(Records from a point labeling set)
--- --- ---
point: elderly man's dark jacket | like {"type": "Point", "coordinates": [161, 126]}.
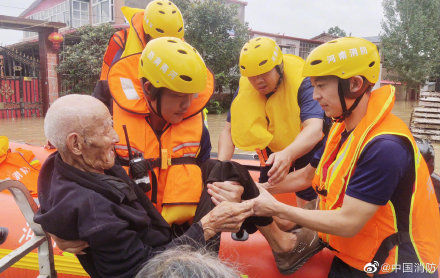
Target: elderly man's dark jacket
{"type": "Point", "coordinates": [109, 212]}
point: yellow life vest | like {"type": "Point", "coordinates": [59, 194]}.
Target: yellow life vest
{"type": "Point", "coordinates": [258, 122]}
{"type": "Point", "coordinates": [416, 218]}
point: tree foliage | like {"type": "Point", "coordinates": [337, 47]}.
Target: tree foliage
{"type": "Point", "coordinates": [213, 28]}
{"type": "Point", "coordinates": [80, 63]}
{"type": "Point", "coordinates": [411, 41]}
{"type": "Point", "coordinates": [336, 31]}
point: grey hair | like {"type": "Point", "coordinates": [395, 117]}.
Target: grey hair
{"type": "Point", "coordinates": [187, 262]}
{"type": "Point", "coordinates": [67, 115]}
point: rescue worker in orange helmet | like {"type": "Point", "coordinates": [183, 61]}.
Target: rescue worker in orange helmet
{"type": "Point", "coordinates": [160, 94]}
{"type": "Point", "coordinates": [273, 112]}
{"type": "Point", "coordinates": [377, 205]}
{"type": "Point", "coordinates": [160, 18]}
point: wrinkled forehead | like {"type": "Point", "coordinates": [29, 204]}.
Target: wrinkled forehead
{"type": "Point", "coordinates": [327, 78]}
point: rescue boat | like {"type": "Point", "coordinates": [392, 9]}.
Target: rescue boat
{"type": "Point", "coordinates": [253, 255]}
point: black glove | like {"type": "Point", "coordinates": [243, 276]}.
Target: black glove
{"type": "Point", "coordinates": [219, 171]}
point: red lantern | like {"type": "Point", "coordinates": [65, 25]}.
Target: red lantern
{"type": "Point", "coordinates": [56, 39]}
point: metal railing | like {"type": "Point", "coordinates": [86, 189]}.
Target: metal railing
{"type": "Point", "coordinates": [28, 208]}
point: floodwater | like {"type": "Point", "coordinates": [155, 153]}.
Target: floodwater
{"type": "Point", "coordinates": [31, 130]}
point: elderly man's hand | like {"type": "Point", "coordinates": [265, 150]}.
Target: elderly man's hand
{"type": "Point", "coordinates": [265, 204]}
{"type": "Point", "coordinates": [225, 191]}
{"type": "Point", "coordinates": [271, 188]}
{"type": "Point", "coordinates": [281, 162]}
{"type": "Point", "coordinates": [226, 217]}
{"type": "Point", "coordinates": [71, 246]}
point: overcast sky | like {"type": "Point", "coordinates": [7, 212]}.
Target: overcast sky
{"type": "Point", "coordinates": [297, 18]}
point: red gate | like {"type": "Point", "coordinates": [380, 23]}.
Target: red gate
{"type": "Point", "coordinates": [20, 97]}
--- --- ---
Your task
Make an exact reproduction of the listing above, without any pictures.

Complete answer
point: elderly man's dark jacket | like {"type": "Point", "coordinates": [161, 126]}.
Target: elderly man's dark jacket
{"type": "Point", "coordinates": [109, 212]}
point: yellow life vest | like {"type": "Point", "coordinates": [59, 194]}.
Target: yellow life vest
{"type": "Point", "coordinates": [258, 122]}
{"type": "Point", "coordinates": [416, 218]}
point: tree foliage | like {"type": "Point", "coordinates": [337, 47]}.
Target: tree foliage
{"type": "Point", "coordinates": [213, 28]}
{"type": "Point", "coordinates": [80, 63]}
{"type": "Point", "coordinates": [411, 41]}
{"type": "Point", "coordinates": [336, 31]}
point: grey hair | like {"type": "Point", "coordinates": [395, 117]}.
Target: grey hair
{"type": "Point", "coordinates": [187, 262]}
{"type": "Point", "coordinates": [67, 115]}
point: rescue worker in orange helmet | like {"type": "Point", "coordinates": [183, 61]}.
Target: rescue worker in orange helmet
{"type": "Point", "coordinates": [160, 94]}
{"type": "Point", "coordinates": [273, 112]}
{"type": "Point", "coordinates": [377, 205]}
{"type": "Point", "coordinates": [160, 18]}
point: wrinkled forehead | like {"type": "Point", "coordinates": [29, 204]}.
Target: wrinkled forehead
{"type": "Point", "coordinates": [327, 78]}
point: rescue boat | like {"type": "Point", "coordinates": [392, 9]}.
Target: rescue boat
{"type": "Point", "coordinates": [253, 255]}
point: black glove | like {"type": "Point", "coordinates": [243, 276]}.
Target: black glove
{"type": "Point", "coordinates": [219, 171]}
point: red lantern | like {"type": "Point", "coordinates": [65, 25]}.
Target: red lantern
{"type": "Point", "coordinates": [56, 39]}
point: metal railing | like {"type": "Point", "coordinates": [86, 189]}.
Target: metal railing
{"type": "Point", "coordinates": [28, 208]}
point: floodwater | like {"type": "Point", "coordinates": [155, 153]}.
Target: floodwater
{"type": "Point", "coordinates": [31, 130]}
point: elderly man's hand | like {"type": "Point", "coordinates": [265, 150]}.
Target: elderly man's hand
{"type": "Point", "coordinates": [265, 204]}
{"type": "Point", "coordinates": [225, 191]}
{"type": "Point", "coordinates": [271, 188]}
{"type": "Point", "coordinates": [281, 162]}
{"type": "Point", "coordinates": [226, 217]}
{"type": "Point", "coordinates": [71, 246]}
point: overcast sky | like {"type": "Point", "coordinates": [7, 212]}.
Target: overcast sky
{"type": "Point", "coordinates": [297, 18]}
point: red gate | like {"type": "Point", "coordinates": [380, 23]}.
Target: red gate
{"type": "Point", "coordinates": [20, 97]}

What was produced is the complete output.